- [EXERCISE SET]
1: In the article on anxiety and decision making below, condense the paragraph beginning "Scientists at the University of Pittsburgh" into a brief bulleted list that keeps its main facts.
2: Carry on the article about anxiety and decision making below, starting after its final sentence.

- [TEXT SEGMENT]
Anxiety Can Disrupt Decision Making

Issue Date: 
June 13, 2016

Most people experience anxiety in their lives. For some, it is just a bad, passing feeling, but for others, anxiety rules their day-to-day lives, even to the point of taking over the decisions they make.

Scientists at the University of Pittsburgh have discovered a mechanism for how anxiety may disrupt decision making. In a study published in The Journal of Neuroscience, they report that anxiety disengages a region of the brain called the prefrontal cortex (PFC), which is critical for flexible decision making. By monitoring the activity of neurons in the PFC while anxious rats had to make decisions about how to get a reward, the scientists made two observations. First, anxiety leads to bad decisions when there are conflicting distractors present. Second, bad decisions under anxiety involve numbing of PFC neurons.

Bita MoghaddamThe data indicate that anxiety has an exquisitely selective effect on neuronal activity supporting decision making, says Bita Moghaddam, the study’s lead author and a professor in the Department of Neuroscience, Kenneth P. Dietrich School of Arts and Sciences. Up until now, scientists have mostly studied anxiety in animal models in the context of fear, and measured how brain cells react to a threatening situation. But human anxiety is devastating, not merely because of how the person feels, but also because it can interfere with nearly all aspects of daily life, including decision making, Moghaddam says.

Pitt researchers studied this aspect of anxiety by monitoring the activity of a large number of neurons as rats made decisions about which choice was optimal for receiving a reward. They compared behavior and neuronal activity in two groups: one group that had a placebo injection and another that got a low dose of an anxiety-inducing drug.

Saved data entries:
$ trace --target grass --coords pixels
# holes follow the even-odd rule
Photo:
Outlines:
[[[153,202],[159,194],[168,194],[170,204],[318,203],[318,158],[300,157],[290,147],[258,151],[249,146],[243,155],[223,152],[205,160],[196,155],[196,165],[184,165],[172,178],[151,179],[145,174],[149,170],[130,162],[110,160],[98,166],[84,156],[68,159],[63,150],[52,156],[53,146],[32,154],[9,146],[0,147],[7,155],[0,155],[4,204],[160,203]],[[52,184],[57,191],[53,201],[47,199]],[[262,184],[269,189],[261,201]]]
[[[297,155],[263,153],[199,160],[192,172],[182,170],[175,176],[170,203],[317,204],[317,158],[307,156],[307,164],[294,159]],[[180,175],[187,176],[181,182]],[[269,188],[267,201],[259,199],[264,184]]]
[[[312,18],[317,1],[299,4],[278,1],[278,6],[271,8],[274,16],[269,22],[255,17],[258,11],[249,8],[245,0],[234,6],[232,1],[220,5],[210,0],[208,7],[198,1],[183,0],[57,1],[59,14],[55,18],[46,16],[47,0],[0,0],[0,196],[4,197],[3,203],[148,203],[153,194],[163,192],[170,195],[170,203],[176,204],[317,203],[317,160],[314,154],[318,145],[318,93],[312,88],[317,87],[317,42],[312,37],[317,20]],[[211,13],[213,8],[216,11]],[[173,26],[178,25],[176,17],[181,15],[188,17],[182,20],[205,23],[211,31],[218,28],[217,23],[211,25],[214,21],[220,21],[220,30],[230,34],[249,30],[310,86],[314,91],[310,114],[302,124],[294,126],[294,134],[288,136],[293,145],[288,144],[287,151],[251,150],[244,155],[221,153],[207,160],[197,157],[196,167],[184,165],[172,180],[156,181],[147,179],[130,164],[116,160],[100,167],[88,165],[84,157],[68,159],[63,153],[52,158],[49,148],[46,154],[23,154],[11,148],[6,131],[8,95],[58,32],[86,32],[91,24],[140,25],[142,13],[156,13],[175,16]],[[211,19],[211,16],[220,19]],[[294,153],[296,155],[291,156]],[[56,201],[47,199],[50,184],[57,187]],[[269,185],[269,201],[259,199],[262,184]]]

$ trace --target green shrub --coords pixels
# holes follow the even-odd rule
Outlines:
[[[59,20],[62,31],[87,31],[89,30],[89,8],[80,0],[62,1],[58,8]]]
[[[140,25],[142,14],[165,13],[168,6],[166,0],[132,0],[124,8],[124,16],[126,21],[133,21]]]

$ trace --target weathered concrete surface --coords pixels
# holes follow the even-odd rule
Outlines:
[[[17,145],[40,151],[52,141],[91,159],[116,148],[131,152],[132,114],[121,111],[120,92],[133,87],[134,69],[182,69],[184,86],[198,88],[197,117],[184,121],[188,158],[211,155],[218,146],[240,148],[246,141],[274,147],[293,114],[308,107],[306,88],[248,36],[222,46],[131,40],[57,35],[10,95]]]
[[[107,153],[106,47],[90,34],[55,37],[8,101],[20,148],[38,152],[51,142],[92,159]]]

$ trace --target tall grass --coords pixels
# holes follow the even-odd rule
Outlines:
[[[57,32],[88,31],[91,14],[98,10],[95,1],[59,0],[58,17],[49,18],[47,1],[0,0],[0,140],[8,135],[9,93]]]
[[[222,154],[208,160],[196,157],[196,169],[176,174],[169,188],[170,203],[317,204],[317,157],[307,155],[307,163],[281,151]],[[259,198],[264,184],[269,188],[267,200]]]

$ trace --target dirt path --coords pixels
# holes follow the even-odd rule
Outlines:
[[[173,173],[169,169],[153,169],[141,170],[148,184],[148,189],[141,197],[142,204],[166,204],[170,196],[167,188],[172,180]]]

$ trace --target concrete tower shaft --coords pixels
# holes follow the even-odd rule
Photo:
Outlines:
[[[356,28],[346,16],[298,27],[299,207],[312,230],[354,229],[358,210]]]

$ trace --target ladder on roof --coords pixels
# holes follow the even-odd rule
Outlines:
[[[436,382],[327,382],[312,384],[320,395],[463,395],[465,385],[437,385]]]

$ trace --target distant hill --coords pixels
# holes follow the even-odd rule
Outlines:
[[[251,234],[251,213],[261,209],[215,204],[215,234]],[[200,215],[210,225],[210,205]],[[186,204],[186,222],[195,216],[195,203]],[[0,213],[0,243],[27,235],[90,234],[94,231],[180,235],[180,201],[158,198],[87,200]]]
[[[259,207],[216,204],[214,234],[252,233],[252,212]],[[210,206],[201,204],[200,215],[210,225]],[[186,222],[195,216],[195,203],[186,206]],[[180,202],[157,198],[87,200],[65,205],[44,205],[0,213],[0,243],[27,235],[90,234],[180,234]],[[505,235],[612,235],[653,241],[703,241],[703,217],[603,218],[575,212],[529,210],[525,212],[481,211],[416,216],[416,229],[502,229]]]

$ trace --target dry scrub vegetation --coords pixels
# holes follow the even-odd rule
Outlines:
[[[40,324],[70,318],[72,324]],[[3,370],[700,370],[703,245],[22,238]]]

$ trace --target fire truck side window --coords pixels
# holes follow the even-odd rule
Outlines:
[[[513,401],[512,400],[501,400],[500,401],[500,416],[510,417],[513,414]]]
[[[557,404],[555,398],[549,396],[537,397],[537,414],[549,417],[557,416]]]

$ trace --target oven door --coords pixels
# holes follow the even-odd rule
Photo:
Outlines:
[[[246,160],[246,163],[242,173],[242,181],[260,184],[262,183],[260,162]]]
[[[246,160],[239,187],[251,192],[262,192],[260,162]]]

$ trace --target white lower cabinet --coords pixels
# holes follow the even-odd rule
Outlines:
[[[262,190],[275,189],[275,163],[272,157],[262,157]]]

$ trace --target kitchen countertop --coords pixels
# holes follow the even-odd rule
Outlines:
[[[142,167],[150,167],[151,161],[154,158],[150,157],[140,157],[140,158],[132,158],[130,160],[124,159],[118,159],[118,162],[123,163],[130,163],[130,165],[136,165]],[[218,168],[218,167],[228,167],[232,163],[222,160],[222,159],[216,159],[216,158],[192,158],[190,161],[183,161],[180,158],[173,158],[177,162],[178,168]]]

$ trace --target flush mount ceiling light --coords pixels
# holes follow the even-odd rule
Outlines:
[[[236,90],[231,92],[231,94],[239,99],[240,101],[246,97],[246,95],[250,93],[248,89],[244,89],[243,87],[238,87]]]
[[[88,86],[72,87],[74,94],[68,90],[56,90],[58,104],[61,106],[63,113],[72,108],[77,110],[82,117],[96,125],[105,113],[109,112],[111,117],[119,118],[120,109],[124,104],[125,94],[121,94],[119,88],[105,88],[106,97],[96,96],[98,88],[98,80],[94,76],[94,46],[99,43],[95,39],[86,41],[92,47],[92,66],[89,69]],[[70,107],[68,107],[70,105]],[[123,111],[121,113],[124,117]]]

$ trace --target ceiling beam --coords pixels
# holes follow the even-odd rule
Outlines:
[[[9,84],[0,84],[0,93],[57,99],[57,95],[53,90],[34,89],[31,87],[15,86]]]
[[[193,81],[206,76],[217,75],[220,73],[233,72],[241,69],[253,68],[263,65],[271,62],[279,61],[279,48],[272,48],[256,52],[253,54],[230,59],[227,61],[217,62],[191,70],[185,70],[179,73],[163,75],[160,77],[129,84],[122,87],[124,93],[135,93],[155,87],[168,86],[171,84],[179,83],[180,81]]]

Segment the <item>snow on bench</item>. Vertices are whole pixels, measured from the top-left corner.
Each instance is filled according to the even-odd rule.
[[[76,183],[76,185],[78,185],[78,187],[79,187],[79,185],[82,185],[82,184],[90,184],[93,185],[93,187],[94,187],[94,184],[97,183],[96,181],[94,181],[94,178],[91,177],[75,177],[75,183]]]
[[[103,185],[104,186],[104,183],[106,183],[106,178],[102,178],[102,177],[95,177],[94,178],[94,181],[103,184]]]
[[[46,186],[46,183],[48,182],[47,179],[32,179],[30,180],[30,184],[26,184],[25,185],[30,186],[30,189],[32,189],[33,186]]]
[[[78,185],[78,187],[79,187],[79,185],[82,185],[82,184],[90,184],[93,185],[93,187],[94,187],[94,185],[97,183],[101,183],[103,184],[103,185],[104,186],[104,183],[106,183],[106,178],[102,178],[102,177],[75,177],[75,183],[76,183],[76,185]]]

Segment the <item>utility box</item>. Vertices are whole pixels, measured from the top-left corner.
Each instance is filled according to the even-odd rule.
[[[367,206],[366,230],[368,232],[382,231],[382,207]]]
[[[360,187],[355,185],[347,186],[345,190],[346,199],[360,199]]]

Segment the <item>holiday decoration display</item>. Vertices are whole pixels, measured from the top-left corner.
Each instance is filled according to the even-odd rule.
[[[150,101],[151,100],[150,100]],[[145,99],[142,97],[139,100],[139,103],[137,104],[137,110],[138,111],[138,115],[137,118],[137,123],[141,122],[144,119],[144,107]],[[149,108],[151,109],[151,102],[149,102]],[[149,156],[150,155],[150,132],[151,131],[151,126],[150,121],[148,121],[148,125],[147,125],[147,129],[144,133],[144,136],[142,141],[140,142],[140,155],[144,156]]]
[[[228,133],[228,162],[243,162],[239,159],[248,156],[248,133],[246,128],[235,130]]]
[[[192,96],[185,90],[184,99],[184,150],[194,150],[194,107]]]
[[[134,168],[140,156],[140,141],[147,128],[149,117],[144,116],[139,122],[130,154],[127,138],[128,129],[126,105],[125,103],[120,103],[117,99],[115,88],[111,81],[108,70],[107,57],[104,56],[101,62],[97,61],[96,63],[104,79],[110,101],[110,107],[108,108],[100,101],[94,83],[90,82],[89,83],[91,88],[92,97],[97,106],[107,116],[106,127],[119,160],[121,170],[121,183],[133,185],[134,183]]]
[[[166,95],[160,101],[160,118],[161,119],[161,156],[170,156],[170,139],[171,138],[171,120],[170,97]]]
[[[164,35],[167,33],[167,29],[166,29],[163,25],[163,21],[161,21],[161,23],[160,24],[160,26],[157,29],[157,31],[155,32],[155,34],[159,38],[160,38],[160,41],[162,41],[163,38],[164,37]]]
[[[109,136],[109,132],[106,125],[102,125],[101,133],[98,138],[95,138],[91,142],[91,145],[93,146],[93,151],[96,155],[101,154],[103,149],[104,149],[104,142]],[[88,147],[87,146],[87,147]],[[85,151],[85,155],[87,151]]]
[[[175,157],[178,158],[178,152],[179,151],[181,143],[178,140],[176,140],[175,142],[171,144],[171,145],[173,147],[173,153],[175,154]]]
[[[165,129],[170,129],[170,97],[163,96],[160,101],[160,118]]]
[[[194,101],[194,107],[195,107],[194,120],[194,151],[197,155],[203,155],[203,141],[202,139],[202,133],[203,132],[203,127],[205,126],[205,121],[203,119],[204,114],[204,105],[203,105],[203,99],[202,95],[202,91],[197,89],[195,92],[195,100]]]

- [RESPONSE LIST]
1:
- Scientists at the University of Pittsburgh found a mechanism by which anxiety may disrupt decision making.
- Their study appeared in The Journal of Neuroscience.
- Anxiety disengages the prefrontal cortex (PFC), a brain region critical for flexible decision making.
- The researchers monitored PFC neuron activity while anxious rats made decisions about how to get a reward.
- Finding 1: Anxiety leads to bad decisions when conflicting distractors are present.
- Finding 2: Bad decisions under anxiety involve numbing of PFC neurons.

2:
As with many people who suffer from anxiety but go through daily life and make decisions, the anxious rats completed the decision-making task and, actually, did not do too badly. But they made far more mistakes when the correct choice involved ignoring distracting information. “A brain locus of vulnerability for these anxiety-induced mistakes was a group of cells in the PFC that specifically coded for choice. Anxiety weakened the coding power of these neurons,” said Moghaddam.

“We have had a simplistic approach to studying and treating anxiety. We have equated it with fear and have mostly assumed that it over-engages entire brain circuits. But this study shows that anxiety disengages brain cells in a highly specialized manner.”

Perhaps, down the line, she says, this better understanding of the brain mechanics behind anxiety and decision making could lead to better treatment of anxiety in people and, subsequently, better outcomes in the treatment of psychiatric disorders.